* [DIRECTIVE]
Copy out the listing below line for line, leaving every character unchanged.
START ITEMS
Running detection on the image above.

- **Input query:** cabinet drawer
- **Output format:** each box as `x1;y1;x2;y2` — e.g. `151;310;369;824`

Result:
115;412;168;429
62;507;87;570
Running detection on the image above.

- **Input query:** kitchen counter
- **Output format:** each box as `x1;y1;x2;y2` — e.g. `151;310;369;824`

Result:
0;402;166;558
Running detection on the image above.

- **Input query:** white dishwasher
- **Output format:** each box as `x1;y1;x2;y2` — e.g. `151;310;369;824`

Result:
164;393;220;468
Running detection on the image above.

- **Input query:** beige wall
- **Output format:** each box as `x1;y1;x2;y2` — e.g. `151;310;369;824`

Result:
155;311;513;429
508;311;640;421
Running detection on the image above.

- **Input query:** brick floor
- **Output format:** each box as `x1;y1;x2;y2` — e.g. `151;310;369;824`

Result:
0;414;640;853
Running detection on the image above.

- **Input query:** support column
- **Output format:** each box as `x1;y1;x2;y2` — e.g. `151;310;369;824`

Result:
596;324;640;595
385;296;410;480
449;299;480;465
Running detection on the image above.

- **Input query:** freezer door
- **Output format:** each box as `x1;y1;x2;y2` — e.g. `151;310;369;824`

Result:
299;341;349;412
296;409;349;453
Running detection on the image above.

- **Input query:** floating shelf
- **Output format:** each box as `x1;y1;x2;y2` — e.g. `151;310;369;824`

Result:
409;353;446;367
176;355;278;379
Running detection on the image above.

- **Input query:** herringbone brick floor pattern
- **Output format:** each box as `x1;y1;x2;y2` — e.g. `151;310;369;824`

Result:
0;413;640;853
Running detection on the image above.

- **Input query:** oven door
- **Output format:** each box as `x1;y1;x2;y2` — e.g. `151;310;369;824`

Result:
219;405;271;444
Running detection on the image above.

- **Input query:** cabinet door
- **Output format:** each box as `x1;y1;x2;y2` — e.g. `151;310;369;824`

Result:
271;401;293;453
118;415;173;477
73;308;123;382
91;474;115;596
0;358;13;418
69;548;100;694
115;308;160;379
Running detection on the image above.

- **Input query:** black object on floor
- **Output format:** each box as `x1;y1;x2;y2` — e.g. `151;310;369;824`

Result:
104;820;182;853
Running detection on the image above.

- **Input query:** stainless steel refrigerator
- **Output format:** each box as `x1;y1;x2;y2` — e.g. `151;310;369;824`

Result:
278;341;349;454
END ITEMS
* [SOLVED EXERCISE]
Running detection on the image above.

- **Input query:** cabinet drawer
- **Output format:** each box as `x1;y1;x2;y2` — e.g. `151;310;369;824`

Result:
115;412;168;429
62;507;87;570
Running detection on the image above.

- **Input query:** kitchen counter
- **Output format:** each box as `x1;y1;x2;y2` — e.g. `151;310;369;824`

Result:
0;402;166;558
Running detection on the image above.

- **Input query:** white dishwasher
- **Output format:** each box as `x1;y1;x2;y2` — e.g. `151;310;369;824`

Result:
164;393;220;468
Running detection on the image above.

- **Input query:** beige wall
- **Output format:** each box as `x1;y1;x2;y2` — e.g. `151;310;369;824`

Result:
155;311;513;429
508;311;640;421
Running detection on the image above.

- **Input query:** brick floor
- **Output format:** each box as `x1;y1;x2;y2` — e.g. `151;310;369;824`

Result:
0;414;640;853
Running detection on the image above.

- **Input query:** support column
- **Output format:** each box as `x1;y1;x2;y2` — e.g. `151;310;369;824`

Result:
596;324;640;595
385;296;410;480
449;299;480;465
Running detection on the image above.

- **Input query:** freezer door
- **Output format:** each box as `x1;y1;x2;y2` — e.g. `151;310;369;824`

Result:
299;341;349;412
296;409;349;453
Running detection on the image above.

- **Input query:** floating shelf
- **Output format:** each box as `x1;y1;x2;y2` — e.g. `151;310;369;824`

Result:
409;353;446;367
176;355;278;379
Running detection on the image above.

- **Input query:** herringbone brick floor pattern
- **Output format:** each box as `x1;y1;x2;y2` — e.g. `151;310;369;824`

Result:
0;413;640;853
Running detection on the image above.

- **Input query:** oven door
- **Output format:** each box as `x1;y1;x2;y2` — e.g. `151;310;369;824`

Result:
219;405;271;444
Running detection on the image above.

- **Input query:** cabinet door
- **Output format:** each box as `x1;y1;x2;y2` — e.g. `151;310;369;824`

Result:
271;401;293;453
118;415;173;477
73;308;123;382
91;474;115;596
0;358;13;418
69;548;100;694
115;308;160;379
Running detection on the image above.

- **Input query:** black object on floor
- **Output format:** each box as `x1;y1;x2;y2` — e.g. `151;310;369;824`

Result:
104;820;182;853
Running detection on the image above.

- **Input query:** stainless steel refrigerator
- **Output format:** each box as `x1;y1;x2;y2` — e.g. `151;310;369;824`

Result:
278;341;349;454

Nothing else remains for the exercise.